Records drawn from a dataset:
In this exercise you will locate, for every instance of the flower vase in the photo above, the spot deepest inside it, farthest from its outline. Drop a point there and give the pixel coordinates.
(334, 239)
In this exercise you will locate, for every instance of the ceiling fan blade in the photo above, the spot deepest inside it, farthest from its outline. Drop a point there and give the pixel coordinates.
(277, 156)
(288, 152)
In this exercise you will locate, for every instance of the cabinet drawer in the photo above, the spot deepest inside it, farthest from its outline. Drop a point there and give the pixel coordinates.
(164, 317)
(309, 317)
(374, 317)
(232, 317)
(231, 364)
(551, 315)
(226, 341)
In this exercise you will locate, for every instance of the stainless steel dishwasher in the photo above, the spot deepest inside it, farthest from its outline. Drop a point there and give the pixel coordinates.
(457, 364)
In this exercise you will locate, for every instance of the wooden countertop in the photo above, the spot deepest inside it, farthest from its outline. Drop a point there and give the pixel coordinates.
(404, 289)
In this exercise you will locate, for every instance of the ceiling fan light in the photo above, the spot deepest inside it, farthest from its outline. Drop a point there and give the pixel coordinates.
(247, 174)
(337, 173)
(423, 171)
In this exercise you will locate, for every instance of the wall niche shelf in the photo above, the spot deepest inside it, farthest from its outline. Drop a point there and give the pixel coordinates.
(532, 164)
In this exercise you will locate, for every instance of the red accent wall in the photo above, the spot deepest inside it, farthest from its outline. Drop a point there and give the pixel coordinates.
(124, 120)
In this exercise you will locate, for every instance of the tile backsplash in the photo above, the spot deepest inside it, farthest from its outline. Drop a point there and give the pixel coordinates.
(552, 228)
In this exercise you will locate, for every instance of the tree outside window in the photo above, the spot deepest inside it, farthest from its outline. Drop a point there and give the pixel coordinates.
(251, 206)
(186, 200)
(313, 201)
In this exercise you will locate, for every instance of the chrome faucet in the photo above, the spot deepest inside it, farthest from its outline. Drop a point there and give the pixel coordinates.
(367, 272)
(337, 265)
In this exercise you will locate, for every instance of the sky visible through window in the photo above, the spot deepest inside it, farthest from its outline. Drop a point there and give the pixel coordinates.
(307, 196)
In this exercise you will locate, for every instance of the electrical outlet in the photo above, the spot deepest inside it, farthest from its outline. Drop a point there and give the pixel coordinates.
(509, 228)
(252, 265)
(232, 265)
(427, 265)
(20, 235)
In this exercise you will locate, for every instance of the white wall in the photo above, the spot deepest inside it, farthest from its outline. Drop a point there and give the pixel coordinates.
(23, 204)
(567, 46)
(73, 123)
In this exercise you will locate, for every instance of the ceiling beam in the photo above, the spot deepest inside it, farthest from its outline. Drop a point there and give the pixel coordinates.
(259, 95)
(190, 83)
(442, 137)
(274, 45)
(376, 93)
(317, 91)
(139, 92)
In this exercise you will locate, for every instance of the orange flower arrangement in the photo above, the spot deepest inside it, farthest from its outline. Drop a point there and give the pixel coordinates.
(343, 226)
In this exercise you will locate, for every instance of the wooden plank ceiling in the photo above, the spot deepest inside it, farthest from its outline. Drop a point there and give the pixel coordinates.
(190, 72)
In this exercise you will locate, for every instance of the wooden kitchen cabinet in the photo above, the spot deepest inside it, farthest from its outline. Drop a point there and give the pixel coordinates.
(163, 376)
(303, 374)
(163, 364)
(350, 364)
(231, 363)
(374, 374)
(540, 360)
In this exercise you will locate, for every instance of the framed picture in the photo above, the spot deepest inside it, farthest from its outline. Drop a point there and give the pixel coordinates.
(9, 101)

» **Exercise requirements**
From the data above, extract every line in its exact form.

» **Result**
In this exercise you will locate, for every instance of the flower vase in the photo above, the spot deepest inside it, farthest from its outline. Drop a point there and give the pixel coordinates.
(334, 239)
In this exercise you will locate, for every instance of the ceiling fan blade in the photo above, the spot deepest inside it, farthest from its outline. Drop a point there and give the pixel coordinates.
(277, 156)
(288, 152)
In this exercise you will locate, for every instance of the cabinet drawer in the photo above, the spot deepest inside it, farthest from its outline. Drop a point there and give the pixel coordinates.
(164, 317)
(309, 317)
(374, 317)
(232, 317)
(231, 364)
(551, 315)
(226, 341)
In this exercise you will locate, for every instance of the stainless steel dishwasher in the photo above, the spot deepest inside it, farthest from its outline. Drop a point there and give the pixel coordinates.
(457, 364)
In this exercise you will locate, for every instance of the wooden countertop in the photo above, the spot deepest inside it, farthest from its outline. Drop a point there and give the pixel coordinates.
(404, 289)
In this exercise you will locate, for every instance of the ceiling fan light in the photo above, the spot deepest inside it, farthest from its outline. Drop a point there and give the pixel coordinates.
(247, 174)
(337, 173)
(423, 171)
In this exercise you will locate, for every instance of the wall niche shelf in the photo above, the spot deepest inside it, farthest from its outline. Drop a point there and give the pixel coordinates.
(532, 164)
In this exercise you will locate, for every instance of the red accent wall in the photo above, the spot deepest inside it, farthest from its outline. Drop a point there and give the pixel coordinates.
(124, 120)
In this exercise you will locate, for every instance of the tile backsplash in the photo above, the spot deepest inside it, farthest from its outline. Drop a point there and give the pixel coordinates.
(552, 228)
In this exercise you will locate, for every instance of the tree outside window in the photo above, the spot deepest inside it, farthest from its outline. Drop a point there and give the pixel coordinates.
(251, 206)
(186, 200)
(313, 201)
In this exercise you will locate, for every instance of the chrome faucet in the photo above, the spot deepest inside it, farthest from its outline. Drop a point there and give the pixel coordinates.
(367, 272)
(337, 265)
In this exercise you will locate, for every instance of the sky visible through window in the photo above, the spot deepest inside it, farthest from its outline. Drop a point there and give the pixel coordinates.
(307, 196)
In this exercise you will locate, for every instance of the electrical outlet in the photo above, the spot deepest inside it, farthest from its outline. Drop a point there and give the pixel coordinates.
(509, 228)
(252, 265)
(232, 265)
(427, 265)
(20, 235)
In this exercise you will locate, for every instance of the white wall in the photo above, the spot deepest inside it, farthest from its outline. Drop a point there and give the pixel coordinates.
(23, 204)
(567, 46)
(73, 123)
In this exercise you will locate, for every instance of the ceiling beam in the photo above, the spot deepest inside it, farthest from its outline. Drop a point there and give the pixel coordinates.
(259, 95)
(190, 83)
(442, 137)
(274, 45)
(376, 93)
(317, 91)
(139, 92)
In this exercise you will locate, for every instance of the orange flower arrangement in the photo above, the spot deepest inside it, farthest from its outline. Drop a point there and give the pixel coordinates.
(343, 226)
In this exercise you will locate, for every instance of the wooden plank ceiling in the photo above, the spot deepest inside it, farthest from its outline. Drop a point there and give the pixel coordinates.
(190, 72)
In this exercise you will locate, for every instance of the wooden kitchen cabinet in the photo above, the spot deepest inside it, farthest from its outline. Drop a point there and give the pixel coordinates.
(163, 376)
(303, 374)
(163, 364)
(350, 364)
(231, 363)
(374, 374)
(540, 360)
In this exercise you will locate, for every instance of the framed picture in the photo above, the spot deepest inside it, farthest from its outline. Drop a point there and give the pixel coordinates.
(9, 101)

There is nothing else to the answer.